__Problem__
Repeat all of the data below word for word, leaving the pictures out of your answer.

__Data provided__
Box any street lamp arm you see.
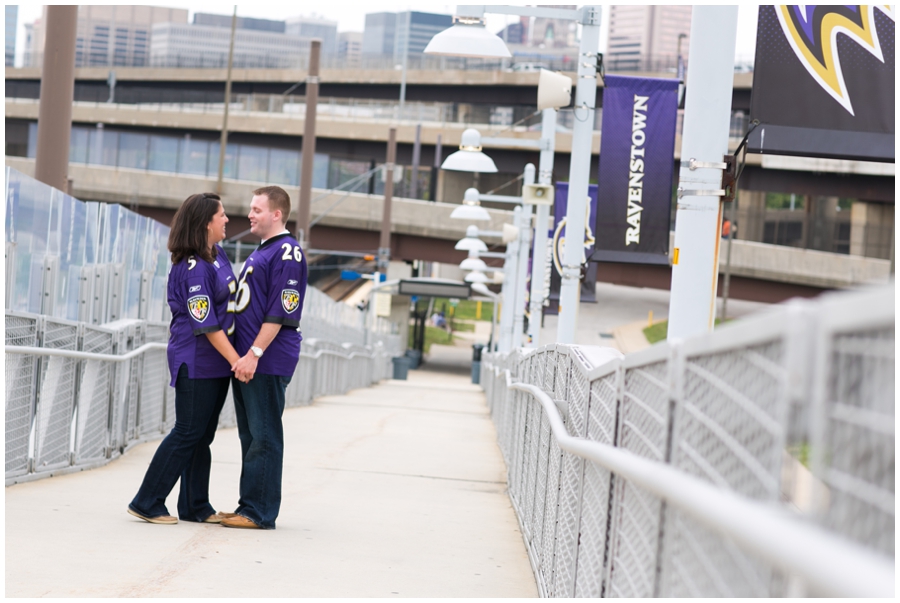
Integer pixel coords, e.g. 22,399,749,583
478,195,522,205
482,4,581,21
481,136,542,151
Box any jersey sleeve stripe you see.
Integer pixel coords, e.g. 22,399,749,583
263,315,300,327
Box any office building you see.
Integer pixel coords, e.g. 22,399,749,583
606,5,691,68
362,11,453,64
337,31,362,67
524,4,578,48
27,5,188,67
284,16,337,55
150,23,309,68
5,4,19,67
193,13,284,33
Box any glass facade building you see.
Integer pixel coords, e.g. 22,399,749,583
4,4,19,67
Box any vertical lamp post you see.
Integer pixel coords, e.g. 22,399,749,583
528,108,556,348
668,6,738,339
425,5,600,343
34,5,78,192
378,128,397,274
297,38,322,249
556,6,600,343
214,5,237,195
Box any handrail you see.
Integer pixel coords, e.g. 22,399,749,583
4,342,390,362
502,367,894,597
4,342,168,362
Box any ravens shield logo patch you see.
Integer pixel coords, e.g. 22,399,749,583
281,289,300,314
188,295,209,322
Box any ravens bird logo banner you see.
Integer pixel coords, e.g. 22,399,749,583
748,4,895,162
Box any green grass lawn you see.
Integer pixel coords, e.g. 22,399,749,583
407,325,464,354
434,297,494,320
644,318,734,343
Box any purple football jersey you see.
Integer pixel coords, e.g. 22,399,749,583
167,245,237,386
234,233,307,377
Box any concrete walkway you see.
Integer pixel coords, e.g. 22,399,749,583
5,368,537,597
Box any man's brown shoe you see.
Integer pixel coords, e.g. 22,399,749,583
203,511,235,523
221,515,259,530
128,507,178,525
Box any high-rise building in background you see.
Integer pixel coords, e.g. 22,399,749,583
5,4,19,67
524,4,578,48
605,5,691,69
150,23,309,69
362,13,397,56
193,13,284,33
284,16,337,55
26,5,188,67
362,11,453,64
337,31,362,67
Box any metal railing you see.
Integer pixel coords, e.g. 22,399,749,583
23,46,732,74
5,302,401,485
481,285,895,597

__Complete output__
Box any street lamp arm you see.
Integer pixel coords, e.g. 22,399,749,583
478,195,522,205
482,4,581,21
481,136,542,151
Box any jersey sleeve stripe you see.
Integer pixel coords, e.g. 22,399,749,583
263,315,300,327
Box any office building you see.
Integer pixel coords, e.g. 22,399,749,583
606,5,691,68
362,11,453,64
337,31,362,67
524,4,578,48
27,5,188,67
284,16,337,55
150,23,309,68
5,4,19,67
193,13,284,33
Box any glass facade building you see.
Integer pixel coords, e.g. 22,399,749,583
4,4,19,67
Box any vertical lamp post you see.
Integer pixel coords, e.g. 22,399,749,583
528,108,556,348
668,6,738,339
425,5,600,343
34,5,78,192
378,128,397,274
297,38,322,249
556,6,600,343
214,5,237,195
Box any handrail you see.
Integer pixel coords, e.g. 22,399,749,583
4,342,390,362
502,367,894,597
4,342,168,362
Box any ravens shield logo patch you see.
Integer pixel coords, e.g. 22,399,749,583
281,289,300,314
188,295,209,322
Box any ravens bird logo banner you see.
Integer pixel coords, e.g. 22,399,749,583
748,4,895,162
Box any green grass lawn you see.
Integer pixel coords, e.g. 22,399,749,583
407,325,464,354
434,297,494,320
644,318,734,343
Box any purple football jersey you see.
Integer pixel coords, e.g. 22,399,749,583
167,245,237,386
234,233,307,377
Box any concrete walkway you see.
Integer pixel coords, e.g. 22,399,749,583
5,368,537,597
Box any man's brown shoe you see.
Integer pixel coords, e.g. 22,399,749,583
203,511,235,523
221,515,259,530
128,507,178,525
Box any high-rise building in background you see.
Integer pixel coords, e.g. 22,399,749,583
5,4,19,67
524,4,578,48
605,5,691,69
150,23,309,69
362,13,397,56
193,13,284,33
284,16,337,55
26,5,188,67
362,11,453,64
337,31,362,67
Box any metal railing you see.
Integer pixel coords, e.g. 22,399,749,583
23,46,732,74
5,302,401,485
481,285,895,597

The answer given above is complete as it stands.